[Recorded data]
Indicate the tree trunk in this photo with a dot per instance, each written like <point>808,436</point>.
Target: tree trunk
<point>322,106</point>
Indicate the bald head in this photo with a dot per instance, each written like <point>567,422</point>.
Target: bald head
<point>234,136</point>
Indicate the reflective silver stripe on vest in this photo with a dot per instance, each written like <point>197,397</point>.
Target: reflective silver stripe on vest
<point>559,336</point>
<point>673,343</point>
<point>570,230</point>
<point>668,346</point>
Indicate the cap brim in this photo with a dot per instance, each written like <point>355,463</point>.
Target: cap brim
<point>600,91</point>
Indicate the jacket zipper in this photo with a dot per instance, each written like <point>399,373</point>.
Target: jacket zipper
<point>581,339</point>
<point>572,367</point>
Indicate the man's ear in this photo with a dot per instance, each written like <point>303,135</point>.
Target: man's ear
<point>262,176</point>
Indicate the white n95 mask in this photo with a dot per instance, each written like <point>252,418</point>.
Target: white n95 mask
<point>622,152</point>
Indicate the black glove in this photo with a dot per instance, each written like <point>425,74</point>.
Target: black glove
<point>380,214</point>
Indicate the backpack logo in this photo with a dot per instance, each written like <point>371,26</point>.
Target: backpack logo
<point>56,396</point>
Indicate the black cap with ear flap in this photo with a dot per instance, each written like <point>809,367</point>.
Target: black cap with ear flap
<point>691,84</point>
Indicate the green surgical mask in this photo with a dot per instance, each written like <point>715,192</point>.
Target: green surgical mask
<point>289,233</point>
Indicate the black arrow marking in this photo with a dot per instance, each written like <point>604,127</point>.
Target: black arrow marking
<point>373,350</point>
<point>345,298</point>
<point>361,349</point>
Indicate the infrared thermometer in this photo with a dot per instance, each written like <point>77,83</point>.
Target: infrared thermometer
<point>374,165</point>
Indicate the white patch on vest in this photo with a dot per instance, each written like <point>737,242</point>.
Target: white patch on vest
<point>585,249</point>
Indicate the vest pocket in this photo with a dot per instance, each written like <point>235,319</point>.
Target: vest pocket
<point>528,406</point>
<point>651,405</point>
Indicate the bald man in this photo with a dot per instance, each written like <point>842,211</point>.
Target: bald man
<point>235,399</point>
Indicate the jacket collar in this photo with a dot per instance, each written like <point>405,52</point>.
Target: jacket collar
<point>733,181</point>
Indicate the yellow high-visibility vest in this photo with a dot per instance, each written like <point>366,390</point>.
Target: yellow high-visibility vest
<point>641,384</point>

- [Your objective]: Convert all the items above into a two-column CSV with the columns "text" and "answer" and one row per item. Put each field in double quotes and replace any line breaks inside it with spaces.

- [Completed task]:
text,answer
"Indicate the tree trunk in this photo with a dot per instance, each written like <point>808,436</point>. Target: tree trunk","<point>322,106</point>"
"Indicate the bald head in this photo with a dot per instance, each written like <point>567,422</point>. Target: bald head","<point>234,136</point>"
"Indicate the reflective silver stripe on vest in this photo with a dot per instance, each written like <point>197,397</point>. Target: reflective silver stripe on vest","<point>559,336</point> <point>673,343</point> <point>570,230</point> <point>668,346</point>"
"Indicate the cap brim in this photo with a dot per instance, each written like <point>355,463</point>. Target: cap brim","<point>600,91</point>"
"Indicate the jacket zipper in this photo with a dot per instance, each written like <point>399,373</point>. Target: jacket zipper","<point>581,339</point> <point>572,367</point>"
"Indicate the man's ear in this photo with a dot per instance, each written like <point>303,135</point>. Target: man's ear","<point>262,176</point>"
"Indicate the white n95 mask in this photo with a dot per instance, each written like <point>252,418</point>. Target: white n95 mask","<point>622,152</point>"
"Indicate the black glove in this photo with a dot per instance, each written like <point>425,74</point>. Target: black glove","<point>380,214</point>"
"Indicate the backpack logo in this photo with a dot per instance, each written like <point>371,26</point>. Target: backpack logo","<point>56,396</point>"
"Indicate the black cap with ear flap in this photo with a dot per instance, each written like <point>809,367</point>. Target: black cap with ear flap","<point>691,84</point>"
"Indicate the green surgical mask in this photo with a dot per instance, each written like <point>715,192</point>. Target: green surgical mask","<point>289,233</point>"
"Indicate the black arrow marking in this photo with a dot per instance, each written like <point>604,127</point>. Target: black arrow marking","<point>373,350</point> <point>345,298</point> <point>361,349</point>"
"Indicate the infrared thermometer in this photo with a dot per instance, each written like <point>77,83</point>. Target: infrared thermometer","<point>374,165</point>"
"Indicate the white patch on vest in this photo with a dot per instance, each written like <point>737,242</point>. Target: white patch on vest","<point>585,249</point>"
"Indicate the vest pocket in this photo with a dot per instance, each written like <point>235,319</point>. Target: vest pocket","<point>528,406</point> <point>651,405</point>"
"Indicate the bald man in this photo with a dot per instance, each written like <point>842,211</point>. Target: bald man","<point>235,399</point>"
"Indicate the jacket collar in this photo with a dot per instance, each written like <point>405,52</point>. Target: jacket collar","<point>733,181</point>"
"Indicate the yellow high-visibility vest in this photo with a dot per instance, each written like <point>366,390</point>. Target: yellow high-visibility vest","<point>641,384</point>"